● Verilen görev a: Listede "find the caregiver's fingers" ifadesinin geçtiği satırdan listenin sonuna kadar olan satırları, "elderly woman" yerine "senior woman" koyarak düzenle. Geri kalan her şey aynı kalsın.

#### Gösterilen metin

Jump to content
Forumu Destekleyenlere Katılın ×
Paticik Forumları
2000 lerden beri faal olan, çok şukela bir paylaşım platformuyuz. Hoşgeldiniz.

Sevan Nişanyan Civilization Oynarken...


sg-1

Öne çıkan mesajlar

Türkiye’ye Ordu Lazım Mı?

Diyelim ki gözbebeğimiz ordumuz yarın toptan terhis edildi. Muvazzaf zümre topluma daha yararlı olacakları işler için yeniden eğitildi, yaşlıları da emekliye sevkedildi. Askeri garnizonlar milli park veya üniversite kampüsü oldu. Orduevleri de, hatırasına hürmeten, emekli asker lojmanı yapıldı. Hurda demir-çelik piyasası patladı.

Acaba sonu ne olur? Memleket batar mı? Emperyalizmin kirli emellerine teslim mi olur? Fatih Altaylı’nın başına talihsiz şeyler gelir mi?

İhtimal hesabı

Teker teker ihtimallerden gidelim.

1. Rusya istila eder.

Etmez. Rusya daha dün tamamen silahsız ve ordusuz yedi milyon Azeriyle, beş milyon Kırgızla, üç milyon Letonyalıyla başa çıkamadığı için bu ülkeleri terketti. Yetmiş milyon Türkü ne yapsın? Deli değil ya bu adamlar? Dili, devleti, geleneği, benlik bilinci, siyasi partileri, kurumları, şirketleri, gazeteleri, bankaları, üniversiteleri, okuryazar insanları olan koskoca ülkeyi bu çağda arzusu hilafına yönetmek mümkün müdür? Yönetsen kaç sene yönetebilirsin? Amerika Irak’ı yönetebildi mi? (Ki Irak’ın ordusu da var, Amerikalıların emrinde.) Türkiye’nin 800 binlik ordusu 25 seneden beri bir avuç Kürt militanıyla başa çıkabiliyor mu?

Sonra Türkiye’de mevcut düzenin sürmesinde çıkarı olan o kadar devlet var, batıda ve doğuda. Onlar izin verir mi?

Küçük devletler

2. Yunanistan istila eder.

Etmez. Salt İstanbul’un nüfusu Yunanistan’ın toplamı kadar. Alsalar başlarına bela olur. Atina bile on yıla kalmaz Türk belediye başkanı seçer; Akropol semalarında ezan okuturlar.

3. Suriye istila eder.

Etmez. Suriye devletinin toplam bütçesi 7 milyar dolarmış. Türkiye’ninki şimdilik 170 milyar dolar, ordu yükü memleketin sırtından kalksa herhalde iki misli olur. Parasını verip Suriye’yi satın alırlar, olur biter. Suriyeliler de memnun olur tahminimce.

########

● Verilen görev b: Ordu yazısında "2. Yunanistan istila" sözlerinden "Suriye istila eder." sözlerine kadar olan bölümü hiç değiştirmeden yeniden yaz.

#### Gösterilen liste

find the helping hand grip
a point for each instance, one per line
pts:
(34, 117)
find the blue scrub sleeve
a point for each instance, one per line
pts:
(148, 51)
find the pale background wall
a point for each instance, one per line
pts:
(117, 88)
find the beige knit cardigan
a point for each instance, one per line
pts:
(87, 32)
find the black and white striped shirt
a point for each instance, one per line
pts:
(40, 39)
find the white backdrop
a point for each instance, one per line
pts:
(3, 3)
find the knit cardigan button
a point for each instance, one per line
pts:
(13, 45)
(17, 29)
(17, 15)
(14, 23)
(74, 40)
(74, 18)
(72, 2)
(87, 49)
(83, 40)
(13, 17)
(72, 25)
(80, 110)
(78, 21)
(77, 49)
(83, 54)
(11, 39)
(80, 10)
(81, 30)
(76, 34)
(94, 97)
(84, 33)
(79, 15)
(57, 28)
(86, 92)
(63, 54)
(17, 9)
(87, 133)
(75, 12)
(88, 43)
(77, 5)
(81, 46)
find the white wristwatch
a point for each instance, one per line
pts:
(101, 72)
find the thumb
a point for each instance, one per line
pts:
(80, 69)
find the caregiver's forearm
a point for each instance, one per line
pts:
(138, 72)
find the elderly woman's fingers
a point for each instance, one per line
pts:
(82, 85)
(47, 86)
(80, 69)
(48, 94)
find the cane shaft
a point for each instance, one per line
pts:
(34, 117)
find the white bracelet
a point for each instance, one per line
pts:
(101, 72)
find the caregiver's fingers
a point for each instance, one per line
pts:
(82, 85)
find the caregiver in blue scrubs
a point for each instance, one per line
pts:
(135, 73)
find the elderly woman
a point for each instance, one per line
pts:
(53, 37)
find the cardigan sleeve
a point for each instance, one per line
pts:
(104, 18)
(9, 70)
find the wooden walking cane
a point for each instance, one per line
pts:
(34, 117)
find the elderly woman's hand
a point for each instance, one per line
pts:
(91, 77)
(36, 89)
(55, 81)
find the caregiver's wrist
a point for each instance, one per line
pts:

########

● Tamamlanan yanıt a:
find the caregiver's fingers
a point for each instance, one per line
pts:
(82, 85)
find the caregiver in blue scrubs
a point for each instance, one per line
pts:
(135, 73)
find the senior woman
a point for each instance, one per line
pts:
(53, 37)
find the cardigan sleeve
a point for each instance, one per line
pts:
(104, 18)
(9, 70)
find the wooden walking cane
a point for each instance, one per line
pts:
(34, 117)
find the senior woman's hand
a point for each instance, one per line
pts:
(91, 77)
(36, 89)
(55, 81)
find the caregiver's wrist
a point for each instance, one per line
pts:

● Tamamlanan yanıt b:
2. Yunanistan istila eder.

Etmez. Salt İstanbul’un nüfusu Yunanistan’ın toplamı kadar. Alsalar başlarına bela olur. Atina bile on yıla kalmaz Türk belediye başkanı seçer; Akropol semalarında ezan okuturlar.

3. Suriye istila eder.